── FRAGMENT TEKSTU

Lider świętokrzyskiej LPR, poseł Radosław Parda opowiedział się za wspólnym kandydatem prawicy na prezydenta Kielc. W niedzielę w tym mieście odbyła się konwencja Ligi Polskich Rodzin poświęcona przygotowaniom do jesiennych wyborów samorządowych.
Parda nie sprecyzował, którego kandydata na prezydenta Kielc LPR poprze. Dał jednak do zrozumienia, że mógłby to być zmierzający do reelekcji, obecny prezydent miasta Wojciech Lubawski, pod warunkiem, że jego kandydatura uzyska poparcie także innych partii prawicowych.
Zgodnie z wytycznymi władz krajowych LPR, świętokrzyska Liga wystawi własną listę kandydatów do sejmiku wojewódzkiego. "W powiatach i gminach jest szeroka zgoda na tworzenie koalicji wyborczych" - dodał Parda. Według niego, lokalne władze partyjne będą miały dużą samodzielność w kształtowaniu list kandydatów.

────
── PODANY MATERIAŁ

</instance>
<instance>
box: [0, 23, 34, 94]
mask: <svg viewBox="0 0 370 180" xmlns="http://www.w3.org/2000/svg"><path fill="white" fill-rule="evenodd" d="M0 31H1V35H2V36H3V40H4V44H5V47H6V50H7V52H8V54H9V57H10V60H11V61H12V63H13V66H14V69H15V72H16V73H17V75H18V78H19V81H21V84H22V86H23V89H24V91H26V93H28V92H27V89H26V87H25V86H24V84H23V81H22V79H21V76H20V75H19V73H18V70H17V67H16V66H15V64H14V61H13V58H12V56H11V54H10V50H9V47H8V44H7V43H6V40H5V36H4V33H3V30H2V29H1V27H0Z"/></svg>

────

## ZADANIE PISEMNE 1
Przepisz część fragmentu, zaczynając od słów „Lider świętokrzyskiej LPR, poseł”, a kończąc na słowach „innych partii prawicowych.”, i zamień w niej „Kielc” na „Radomia”.
## ZADANIE PISEMNE 2
Przetłumacz na angielski to zdanie z fragmentu: „Parda nie sprecyzował, którego kandydata na prezydenta Kielc LPR poprze.”
Zestawienie nie ma żadnego związku z fragmentem.

## ODPOWIEDŹ PISEMNA 1
Lider świętokrzyskiej LPR, poseł Radosław Parda opowiedział się za wspólnym kandydatem prawicy na prezydenta Radomia. W niedzielę w tym mieście odbyła się konwencja Ligi Polskich Rodzin poświęcona przygotowaniom do jesiennych wyborów samorządowych.
Parda nie sprecyzował, którego kandydata na prezydenta Radomia LPR poprze. Dał jednak do zrozumienia, że mógłby to być zmierzający do reelekcji, obecny prezydent miasta Wojciech Lubawski, pod warunkiem, że jego kandydatura uzyska poparcie także innych partii prawicowych.

## ODPOWIEDŹ PISEMNA 2
Parda did not specify which candidate for mayor of Kielce the LPR would support.